## [Stored rows]
========================================

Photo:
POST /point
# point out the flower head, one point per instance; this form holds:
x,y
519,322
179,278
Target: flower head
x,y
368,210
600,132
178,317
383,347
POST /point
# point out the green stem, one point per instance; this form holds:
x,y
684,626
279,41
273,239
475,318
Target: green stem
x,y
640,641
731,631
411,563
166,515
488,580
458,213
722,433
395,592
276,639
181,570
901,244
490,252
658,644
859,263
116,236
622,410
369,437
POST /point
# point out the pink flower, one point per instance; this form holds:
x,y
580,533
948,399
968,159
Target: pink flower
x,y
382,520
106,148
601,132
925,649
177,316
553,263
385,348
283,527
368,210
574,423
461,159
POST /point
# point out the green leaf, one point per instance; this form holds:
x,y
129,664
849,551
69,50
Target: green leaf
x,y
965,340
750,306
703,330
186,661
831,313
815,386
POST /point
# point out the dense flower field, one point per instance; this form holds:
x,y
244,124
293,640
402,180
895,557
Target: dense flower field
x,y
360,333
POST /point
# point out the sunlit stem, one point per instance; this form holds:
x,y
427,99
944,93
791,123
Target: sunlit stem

========================================

The records above should be restated word for word, please.

Photo:
POST /point
# point out the flower head, one point per instance; this form holds:
x,y
519,322
179,278
Target: flower head
x,y
368,210
600,132
178,317
383,347
POST /point
# point out the green stem, one point per instance; this form holds:
x,y
684,626
279,41
273,239
475,318
Target: green stem
x,y
640,641
731,631
411,563
166,515
488,580
458,213
722,433
395,592
276,639
181,570
901,244
490,252
658,644
859,263
116,236
622,410
369,437
POST /point
# point out the pink flower, one point per instance; this form holds:
x,y
580,533
948,399
968,159
Target: pink flower
x,y
382,520
106,148
601,132
925,649
177,316
553,263
385,348
283,527
368,210
574,423
461,159
POST /point
# point out the green leaf, one point per instance; this form holds:
x,y
129,664
849,551
69,50
Target: green leaf
x,y
965,340
750,306
703,330
186,661
831,313
815,386
POST /point
# point out the dense flower field, one point per instance; this form holds:
x,y
244,124
293,640
402,180
895,557
Target: dense flower field
x,y
360,333
POST /point
# point out the sunlit stem, one point per instance; this form holds:
x,y
427,99
944,93
791,123
Target: sunlit stem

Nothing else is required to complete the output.